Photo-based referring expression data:
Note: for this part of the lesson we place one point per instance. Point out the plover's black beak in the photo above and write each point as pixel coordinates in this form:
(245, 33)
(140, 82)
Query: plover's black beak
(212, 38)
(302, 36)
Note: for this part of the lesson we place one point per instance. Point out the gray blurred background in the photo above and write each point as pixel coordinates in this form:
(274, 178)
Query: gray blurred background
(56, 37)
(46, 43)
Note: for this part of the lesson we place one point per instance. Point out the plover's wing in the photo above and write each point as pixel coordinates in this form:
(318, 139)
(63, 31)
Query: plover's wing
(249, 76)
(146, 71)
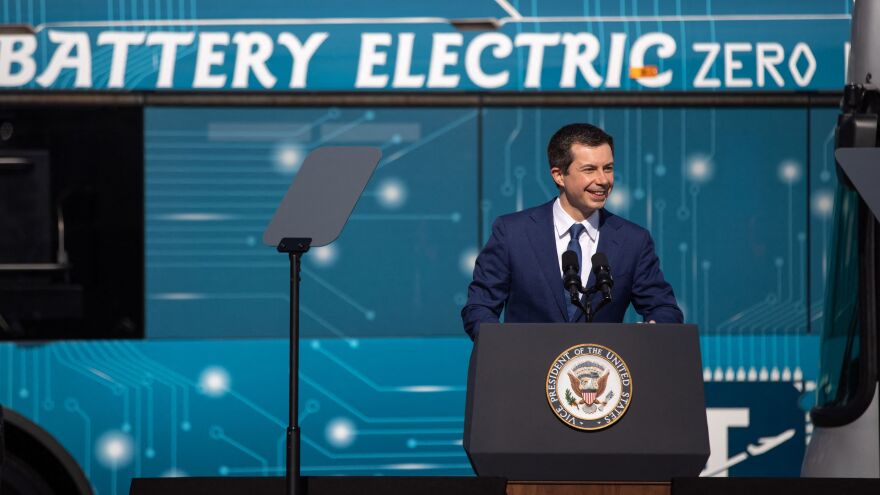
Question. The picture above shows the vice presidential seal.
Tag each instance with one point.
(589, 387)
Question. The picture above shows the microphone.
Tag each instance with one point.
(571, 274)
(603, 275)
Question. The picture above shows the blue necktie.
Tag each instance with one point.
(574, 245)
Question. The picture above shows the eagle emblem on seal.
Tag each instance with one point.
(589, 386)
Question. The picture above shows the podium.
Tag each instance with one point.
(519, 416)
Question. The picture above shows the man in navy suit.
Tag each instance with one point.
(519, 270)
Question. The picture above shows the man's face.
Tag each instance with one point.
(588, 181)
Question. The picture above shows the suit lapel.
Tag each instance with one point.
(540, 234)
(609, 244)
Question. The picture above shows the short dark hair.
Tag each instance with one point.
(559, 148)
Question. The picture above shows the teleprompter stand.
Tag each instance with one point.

§ Assignment: Set down the entries again without change. Leave the pictures out.

§ The answer:
Note: for this part of the lesson we place one point per instance. Point out the plover's black beak in the photo above and write each point as pixel coordinates in this form:
(245, 33)
(140, 82)
Query: plover's black beak
(212, 38)
(302, 36)
Note: for this part of the lesson we place one point per instance. Point out the gray blurred background in the photo above and write each point as pixel coordinates in this form:
(274, 178)
Query: gray blurred background
(56, 37)
(46, 43)
Note: for this part of the lesson we place one point per instance. Point out the plover's wing in the photo above and write each point as pixel coordinates in this form:
(318, 139)
(63, 31)
Query: plover's wing
(249, 76)
(146, 71)
Question. The picture above shows the vice presidential seal.
Tag each instance with one point.
(589, 387)
Question. The picture above shows the microphone.
Tag each instance with one point.
(571, 274)
(603, 275)
Question. The picture above shows the blue necktie.
Tag each instance with one point.
(574, 245)
Question. The picture above shows the eagle emblem on seal.
Tag each instance with one point.
(589, 386)
Question. The picture above shows the podium.
Tag each instance with one point.
(519, 416)
Question. The picture above shows the man in navy suit.
Tag each instance with one point.
(519, 270)
Question. The picture above shows the man's face.
Tag each instance with one point.
(588, 181)
Question. The picture above shows the suit lapel.
Tag each instance with one point.
(540, 234)
(609, 244)
Question. The picture above shows the short dark hair.
Tag each instance with one point.
(559, 148)
Question. The picture above shows the teleprompter stand.
Tag each instance with one point.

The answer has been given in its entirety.